● **Entries shown**
━━━

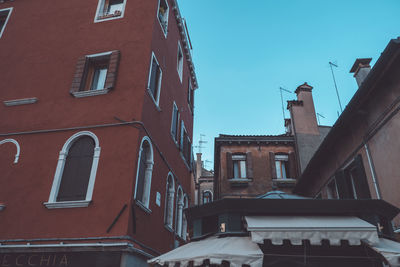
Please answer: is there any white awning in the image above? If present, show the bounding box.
[148,236,263,267]
[246,216,378,246]
[367,238,400,266]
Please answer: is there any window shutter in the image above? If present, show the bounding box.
[269,152,276,179]
[104,51,121,89]
[226,152,233,179]
[148,58,157,95]
[289,152,297,178]
[246,152,254,179]
[335,170,350,199]
[354,155,371,199]
[57,136,94,201]
[70,56,87,93]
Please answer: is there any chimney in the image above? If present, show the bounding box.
[350,58,372,87]
[288,83,319,135]
[196,153,203,184]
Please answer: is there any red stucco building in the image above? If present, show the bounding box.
[0,0,198,266]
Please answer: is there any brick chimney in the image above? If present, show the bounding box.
[288,83,319,135]
[350,58,372,87]
[287,83,324,172]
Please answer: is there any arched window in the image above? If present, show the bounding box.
[203,190,212,204]
[175,187,184,236]
[135,136,154,208]
[181,195,189,240]
[164,173,175,229]
[44,131,100,208]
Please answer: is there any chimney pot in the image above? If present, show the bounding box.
[350,58,372,87]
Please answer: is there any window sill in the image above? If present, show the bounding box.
[94,12,123,23]
[135,200,151,214]
[228,178,253,184]
[43,200,91,209]
[164,224,174,233]
[146,88,161,112]
[71,88,110,98]
[3,97,38,107]
[272,178,296,184]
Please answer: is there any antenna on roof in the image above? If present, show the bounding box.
[279,87,292,120]
[317,112,325,125]
[194,134,208,153]
[329,61,343,112]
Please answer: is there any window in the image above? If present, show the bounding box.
[94,0,126,22]
[171,102,179,143]
[135,136,154,209]
[0,8,12,38]
[181,121,192,166]
[335,155,371,199]
[188,78,194,113]
[44,131,100,208]
[157,0,169,37]
[275,155,289,179]
[203,190,212,204]
[175,187,184,236]
[147,53,162,106]
[232,155,247,179]
[176,41,183,82]
[70,51,120,97]
[326,179,339,199]
[226,152,253,181]
[164,173,175,229]
[180,194,189,240]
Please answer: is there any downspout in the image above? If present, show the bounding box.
[364,143,381,199]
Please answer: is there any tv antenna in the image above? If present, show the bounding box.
[329,61,343,112]
[194,134,208,153]
[317,112,325,125]
[279,87,292,120]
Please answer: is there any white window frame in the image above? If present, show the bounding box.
[232,154,247,179]
[0,7,13,38]
[134,136,154,212]
[275,154,289,179]
[94,0,128,23]
[180,194,189,241]
[157,0,169,38]
[43,131,101,209]
[171,101,181,144]
[176,41,185,83]
[146,51,162,108]
[201,190,214,204]
[164,172,175,231]
[326,178,339,199]
[175,186,185,236]
[0,138,21,164]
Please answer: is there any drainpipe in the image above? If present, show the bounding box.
[364,143,381,199]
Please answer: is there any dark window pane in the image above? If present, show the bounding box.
[57,136,95,201]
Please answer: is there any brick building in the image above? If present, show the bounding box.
[214,134,298,199]
[295,38,400,228]
[194,153,214,205]
[0,0,198,266]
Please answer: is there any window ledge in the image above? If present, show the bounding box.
[71,88,110,98]
[43,200,91,209]
[228,178,253,184]
[3,97,38,107]
[135,200,151,214]
[272,178,296,184]
[146,88,161,111]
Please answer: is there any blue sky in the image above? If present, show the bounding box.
[178,0,400,171]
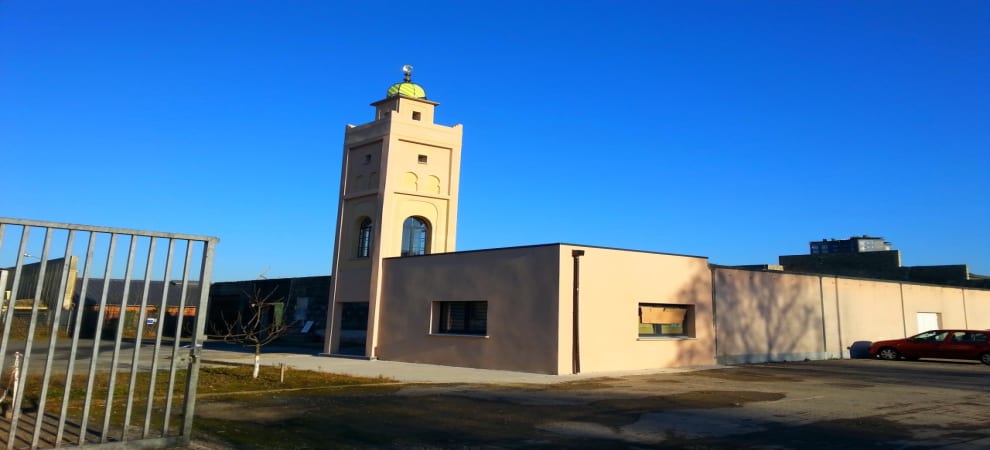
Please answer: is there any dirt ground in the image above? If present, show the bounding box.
[191,360,990,449]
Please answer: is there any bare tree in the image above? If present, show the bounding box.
[215,288,292,378]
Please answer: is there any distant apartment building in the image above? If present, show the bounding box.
[780,235,990,288]
[808,235,894,255]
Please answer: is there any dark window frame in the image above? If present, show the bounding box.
[434,301,488,336]
[636,303,695,339]
[399,216,430,256]
[357,217,375,258]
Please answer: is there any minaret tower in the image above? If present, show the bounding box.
[324,65,462,358]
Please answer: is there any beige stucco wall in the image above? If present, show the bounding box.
[901,284,966,336]
[714,268,838,363]
[714,268,990,363]
[558,245,715,373]
[963,289,990,330]
[376,246,560,374]
[836,277,904,357]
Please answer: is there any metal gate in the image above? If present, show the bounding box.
[0,217,219,449]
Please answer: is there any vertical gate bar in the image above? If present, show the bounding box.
[0,270,5,448]
[0,227,29,392]
[55,231,96,444]
[141,239,175,437]
[5,227,37,449]
[182,239,216,445]
[31,230,76,447]
[55,231,96,444]
[164,240,192,433]
[101,234,137,442]
[79,233,117,445]
[124,237,155,438]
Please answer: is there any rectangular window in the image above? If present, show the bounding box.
[639,303,694,337]
[433,302,488,336]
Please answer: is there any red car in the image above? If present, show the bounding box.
[870,330,990,365]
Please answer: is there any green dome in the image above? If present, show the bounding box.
[386,81,426,98]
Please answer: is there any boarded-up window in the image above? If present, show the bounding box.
[638,303,694,337]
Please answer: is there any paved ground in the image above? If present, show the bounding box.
[194,349,990,450]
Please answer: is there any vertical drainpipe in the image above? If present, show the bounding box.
[571,250,584,373]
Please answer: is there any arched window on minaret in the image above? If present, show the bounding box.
[401,217,430,256]
[357,217,373,258]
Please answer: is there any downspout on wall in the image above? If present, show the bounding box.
[571,250,584,374]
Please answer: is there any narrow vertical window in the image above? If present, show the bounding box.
[357,218,373,258]
[401,217,429,256]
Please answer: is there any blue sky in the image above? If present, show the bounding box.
[0,0,990,281]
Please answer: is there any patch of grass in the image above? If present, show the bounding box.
[197,366,395,395]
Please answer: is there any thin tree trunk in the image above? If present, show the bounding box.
[252,346,261,378]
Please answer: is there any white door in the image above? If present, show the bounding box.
[918,313,942,333]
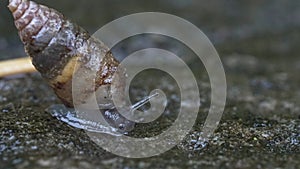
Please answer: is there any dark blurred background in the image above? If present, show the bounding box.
[0,0,300,60]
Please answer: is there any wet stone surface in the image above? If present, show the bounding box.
[0,1,300,169]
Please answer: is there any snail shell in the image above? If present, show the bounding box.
[8,0,134,132]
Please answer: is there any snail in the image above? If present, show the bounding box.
[8,0,156,135]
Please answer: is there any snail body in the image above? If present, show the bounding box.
[8,0,133,130]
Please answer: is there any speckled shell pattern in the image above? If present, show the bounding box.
[8,0,119,107]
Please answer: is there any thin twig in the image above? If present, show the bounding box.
[0,57,36,77]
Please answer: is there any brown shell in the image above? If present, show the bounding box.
[8,0,119,107]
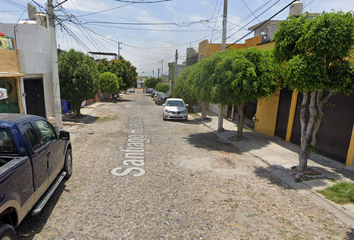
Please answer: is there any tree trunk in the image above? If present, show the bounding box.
[73,103,81,118]
[297,90,333,171]
[235,104,245,140]
[201,102,206,120]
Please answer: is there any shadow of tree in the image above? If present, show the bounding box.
[63,114,99,124]
[186,132,241,154]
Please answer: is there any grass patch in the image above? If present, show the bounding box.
[317,182,354,204]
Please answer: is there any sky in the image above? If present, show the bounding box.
[0,0,354,77]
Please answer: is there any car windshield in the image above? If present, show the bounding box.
[166,100,184,107]
[0,129,17,153]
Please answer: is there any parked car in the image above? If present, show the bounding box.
[0,114,72,240]
[155,93,170,105]
[154,92,163,103]
[162,98,188,120]
[151,90,158,98]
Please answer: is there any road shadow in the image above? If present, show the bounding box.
[344,228,354,240]
[185,132,241,154]
[62,114,99,124]
[16,180,70,240]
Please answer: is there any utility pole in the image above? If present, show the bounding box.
[47,0,63,129]
[172,49,178,93]
[218,0,227,132]
[117,42,122,59]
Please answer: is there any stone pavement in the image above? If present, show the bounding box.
[192,112,354,227]
[54,103,354,227]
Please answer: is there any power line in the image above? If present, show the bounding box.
[242,0,261,22]
[227,0,296,48]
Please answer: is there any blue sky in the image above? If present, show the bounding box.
[0,0,354,77]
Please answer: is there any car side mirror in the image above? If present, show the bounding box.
[59,131,70,140]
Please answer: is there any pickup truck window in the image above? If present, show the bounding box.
[23,123,41,151]
[0,129,17,153]
[36,120,58,145]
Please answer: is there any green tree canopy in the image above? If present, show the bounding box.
[274,11,354,171]
[100,72,119,94]
[156,83,170,93]
[58,49,99,117]
[97,56,138,90]
[211,47,281,136]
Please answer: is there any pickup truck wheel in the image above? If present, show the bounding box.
[0,223,17,240]
[64,148,73,179]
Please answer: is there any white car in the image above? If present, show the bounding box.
[162,98,188,120]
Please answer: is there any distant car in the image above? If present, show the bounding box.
[151,90,158,98]
[162,98,188,120]
[155,93,170,105]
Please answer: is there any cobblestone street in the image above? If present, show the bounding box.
[17,90,354,240]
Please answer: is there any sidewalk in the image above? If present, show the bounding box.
[190,112,354,227]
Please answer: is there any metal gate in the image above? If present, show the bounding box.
[274,88,293,139]
[291,93,354,163]
[23,78,46,118]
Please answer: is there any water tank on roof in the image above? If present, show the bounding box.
[289,1,303,17]
[35,12,47,28]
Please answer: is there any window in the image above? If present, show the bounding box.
[36,120,58,145]
[23,123,41,151]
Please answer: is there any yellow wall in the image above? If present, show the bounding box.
[254,90,280,137]
[0,49,19,73]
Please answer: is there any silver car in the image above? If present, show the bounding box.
[162,98,188,120]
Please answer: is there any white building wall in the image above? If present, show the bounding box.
[0,24,54,117]
[209,103,218,114]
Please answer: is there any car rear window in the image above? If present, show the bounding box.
[0,128,17,154]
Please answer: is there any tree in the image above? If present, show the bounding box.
[145,78,158,89]
[172,64,198,109]
[211,47,281,139]
[58,49,99,117]
[97,56,138,90]
[100,72,119,100]
[274,11,354,171]
[156,83,170,93]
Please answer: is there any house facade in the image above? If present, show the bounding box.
[137,76,149,88]
[0,31,25,113]
[0,21,55,118]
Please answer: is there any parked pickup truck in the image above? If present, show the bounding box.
[0,114,72,240]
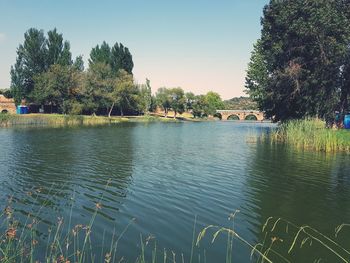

━━━

● **To do**
Please copy the entries verbatim, from the line that contains "Please answer: is there any parked pickup" through the end of the entries, and leave the pictures out.

● **Exercise result**
Please answer: is there any parked pickup truck in the image above? If present, show the bounding box.
[0,114,72,240]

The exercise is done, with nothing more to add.